#### Input data:
::::::::::
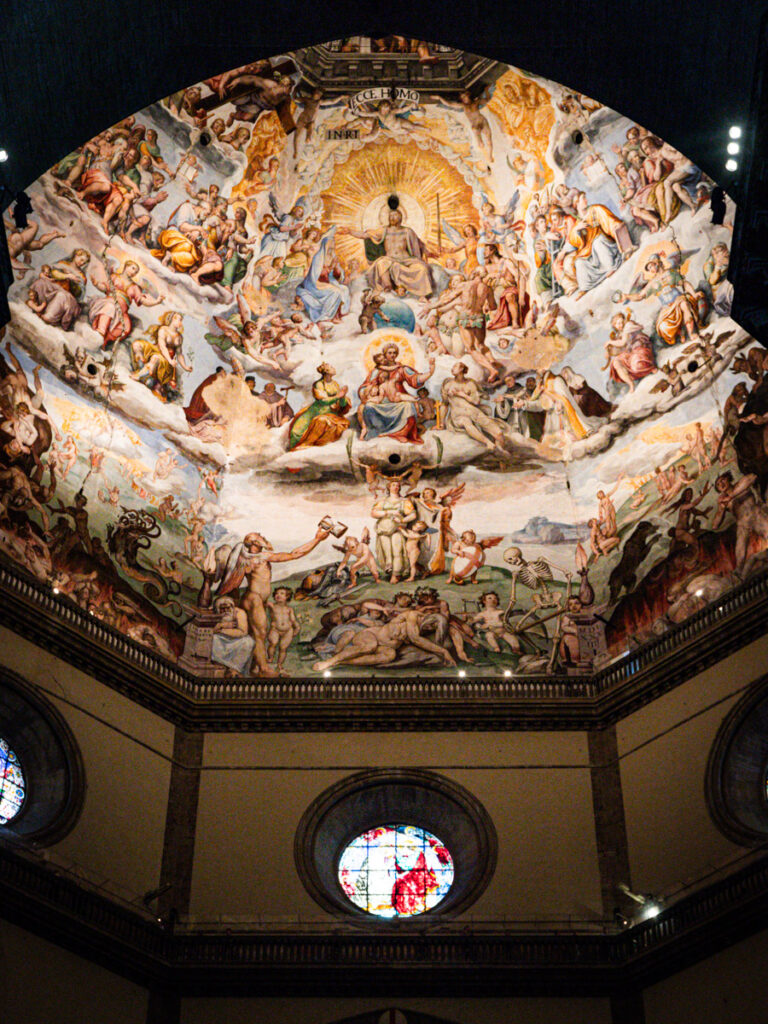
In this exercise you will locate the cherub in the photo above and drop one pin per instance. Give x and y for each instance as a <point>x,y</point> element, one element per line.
<point>284,626</point>
<point>491,625</point>
<point>254,336</point>
<point>358,550</point>
<point>110,497</point>
<point>469,556</point>
<point>372,302</point>
<point>432,332</point>
<point>477,122</point>
<point>414,537</point>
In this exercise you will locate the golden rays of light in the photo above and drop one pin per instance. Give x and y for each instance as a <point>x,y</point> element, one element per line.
<point>380,340</point>
<point>359,187</point>
<point>268,139</point>
<point>524,109</point>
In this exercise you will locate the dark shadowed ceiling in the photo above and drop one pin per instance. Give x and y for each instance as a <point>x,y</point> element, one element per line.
<point>683,70</point>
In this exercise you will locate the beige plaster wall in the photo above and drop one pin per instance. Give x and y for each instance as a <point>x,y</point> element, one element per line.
<point>664,749</point>
<point>126,750</point>
<point>460,1011</point>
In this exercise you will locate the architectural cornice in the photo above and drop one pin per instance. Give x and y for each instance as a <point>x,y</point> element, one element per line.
<point>389,702</point>
<point>428,962</point>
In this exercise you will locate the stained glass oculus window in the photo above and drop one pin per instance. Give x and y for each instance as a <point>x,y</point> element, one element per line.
<point>396,870</point>
<point>11,783</point>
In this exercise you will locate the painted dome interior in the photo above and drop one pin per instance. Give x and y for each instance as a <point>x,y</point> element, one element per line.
<point>379,357</point>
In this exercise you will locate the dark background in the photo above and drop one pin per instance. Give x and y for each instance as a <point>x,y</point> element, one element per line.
<point>69,69</point>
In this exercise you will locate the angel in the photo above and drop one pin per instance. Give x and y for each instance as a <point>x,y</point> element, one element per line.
<point>109,314</point>
<point>80,368</point>
<point>110,496</point>
<point>250,336</point>
<point>309,103</point>
<point>477,122</point>
<point>537,576</point>
<point>281,227</point>
<point>359,551</point>
<point>469,556</point>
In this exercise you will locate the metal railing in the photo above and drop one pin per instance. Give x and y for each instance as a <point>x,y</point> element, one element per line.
<point>27,598</point>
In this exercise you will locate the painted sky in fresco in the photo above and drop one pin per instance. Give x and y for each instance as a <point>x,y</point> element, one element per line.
<point>311,375</point>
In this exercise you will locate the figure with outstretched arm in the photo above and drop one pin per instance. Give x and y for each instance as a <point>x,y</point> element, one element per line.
<point>252,562</point>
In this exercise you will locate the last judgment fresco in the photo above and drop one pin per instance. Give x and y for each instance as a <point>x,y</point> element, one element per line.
<point>380,357</point>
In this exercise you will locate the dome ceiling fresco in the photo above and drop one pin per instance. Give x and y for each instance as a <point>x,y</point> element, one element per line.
<point>379,357</point>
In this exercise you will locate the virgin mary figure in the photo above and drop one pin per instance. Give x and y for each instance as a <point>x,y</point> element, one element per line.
<point>324,298</point>
<point>322,422</point>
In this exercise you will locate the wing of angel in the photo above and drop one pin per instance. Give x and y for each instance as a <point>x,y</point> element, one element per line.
<point>414,474</point>
<point>509,210</point>
<point>526,574</point>
<point>454,494</point>
<point>228,329</point>
<point>542,568</point>
<point>228,566</point>
<point>244,308</point>
<point>491,542</point>
<point>273,206</point>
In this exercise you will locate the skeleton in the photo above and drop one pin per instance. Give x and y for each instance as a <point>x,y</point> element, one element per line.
<point>536,576</point>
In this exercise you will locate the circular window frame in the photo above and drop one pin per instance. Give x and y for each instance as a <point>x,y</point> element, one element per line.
<point>373,798</point>
<point>25,783</point>
<point>736,778</point>
<point>51,762</point>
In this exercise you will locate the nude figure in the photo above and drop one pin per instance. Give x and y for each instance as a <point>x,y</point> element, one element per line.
<point>477,122</point>
<point>253,564</point>
<point>491,624</point>
<point>283,626</point>
<point>380,644</point>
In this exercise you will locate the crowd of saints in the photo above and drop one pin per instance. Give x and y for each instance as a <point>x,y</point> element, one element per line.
<point>302,382</point>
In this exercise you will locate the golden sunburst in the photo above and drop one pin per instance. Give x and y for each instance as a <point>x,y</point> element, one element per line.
<point>379,341</point>
<point>360,185</point>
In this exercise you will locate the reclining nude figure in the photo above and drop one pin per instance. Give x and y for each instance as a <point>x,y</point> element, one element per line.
::::::::::
#### Goal:
Reproduce all of the material above with "drop one pin per instance" swapped for "place one marker for each instance" and everything else unchanged, omitting the pictures.

#### Solution:
In this exercise you will locate the cherub in the photo above and place one marker for each instance. Give x and y for each instance as a <point>x,y</point> element, one element per line.
<point>284,626</point>
<point>491,625</point>
<point>254,336</point>
<point>358,550</point>
<point>110,497</point>
<point>469,556</point>
<point>372,302</point>
<point>432,332</point>
<point>477,122</point>
<point>414,537</point>
In this exercise you will locate the golden rays of light in the photo above and place one marker for each instance. Give x and y for each instance as a <point>x,y</point> element, one element per line.
<point>380,340</point>
<point>359,187</point>
<point>268,139</point>
<point>524,109</point>
In this exercise you will locate the dark shadowed ceiling in the photo above and place one marker for each instance. Give x and y for each instance as a <point>x,y</point> element, one element per line.
<point>683,70</point>
In this exercise you will locate the beige plaster wall in the photo above and place one marker for each instance. Give x and y for each instance as a <point>x,y</point> element, one element per line.
<point>664,749</point>
<point>126,750</point>
<point>460,1011</point>
In this exercise you will locate the architectural cornice in the photo above and place one marker for each instance. Give x and y for each instance as a <point>x,y</point> element, one element per line.
<point>389,702</point>
<point>428,962</point>
In this exercise you will locate the stained glass oculus window in the photo above and place one marker for each instance. Give x and y for each instance as a <point>x,y</point> element, one element per line.
<point>396,870</point>
<point>11,783</point>
In this exercise you will locate the painted dome interior in the photo above and place one marker for each instance. Give x and y for each instance as a <point>x,y</point> element, one element per line.
<point>379,357</point>
In this exercise you will locate the dark background in the photo above and place one marker for each instance. Give x and y for each instance as a <point>x,y</point> element, one element per line.
<point>69,69</point>
In this exercise you will locate the angel in the photo above and place one marker for each instance. Give x and y for each instance as a <point>x,y</point> element, one element per line.
<point>109,314</point>
<point>80,368</point>
<point>110,496</point>
<point>250,336</point>
<point>309,103</point>
<point>477,122</point>
<point>537,576</point>
<point>281,227</point>
<point>359,551</point>
<point>469,556</point>
In this exercise you will locate the metal railing in the photo above and place one marker for each instance. Give x and y for each instance as a <point>x,y</point> element, one element per line.
<point>27,598</point>
In this exercise you will locate the painted sky in fresco in the photo above and place one marker for each instance. Give x and y for each instance as a <point>x,y</point> element, one element per line.
<point>311,375</point>
In this exercise you will locate the figure with outstretched arm in the photo above and place one marker for each instance. Give x and y for each instance as a <point>x,y</point> element, one element per line.
<point>252,562</point>
In this exercise you will locate the last judgment fresco in the photo above and place one marker for each instance. Give x and y for each instance as a <point>x,y</point> element, one element per line.
<point>380,357</point>
In this exercise you will locate the dome ceiling fresco in the photo above and place one marker for each instance. Give x and y for each instance as a <point>x,y</point> element, one element per line.
<point>379,357</point>
In this exercise you will locate the virgin mary figure in the photo above and place one marker for each instance. Give x and y for each instance as a <point>x,y</point> element, one element per line.
<point>324,298</point>
<point>322,422</point>
In this exercise you will locate the wing of angel in the photo above and place one marker for each instance. Give x and y for each instance as a <point>x,y</point> element, one element per line.
<point>414,474</point>
<point>509,210</point>
<point>526,574</point>
<point>454,494</point>
<point>228,329</point>
<point>542,568</point>
<point>228,566</point>
<point>244,308</point>
<point>491,542</point>
<point>273,206</point>
In this exercise you will locate the skeleton in the photo above and place one marker for each instance. Give x and y for each instance as a <point>x,y</point> element, one element per line.
<point>536,576</point>
In this exercise you will locate the circular window frame in the photo above and place one marker for each instance. Give x and y for each instance as a <point>x,y</point> element, one element per line.
<point>373,798</point>
<point>25,783</point>
<point>736,778</point>
<point>51,762</point>
In this exercise you will locate the nude figure in the photo above and place one marker for each instance. Give x and y for each instance as a <point>x,y</point> element, one element per line.
<point>477,122</point>
<point>253,564</point>
<point>491,624</point>
<point>283,626</point>
<point>380,644</point>
In this exercise you will locate the crowd of saints in the photo above and place one marker for each instance. Give x and y for each instance as a <point>x,y</point> element, one element per line.
<point>302,382</point>
In this exercise you will locate the golden sunburst in the photo above and place one marker for each instance. Give x and y for each instance as a <point>x,y</point> element, one element per line.
<point>379,341</point>
<point>360,185</point>
In this exercise you will locate the reclining nude figure in the photo above and place one marker for each instance. Give x and y for each instance as a <point>x,y</point> element, one element per line.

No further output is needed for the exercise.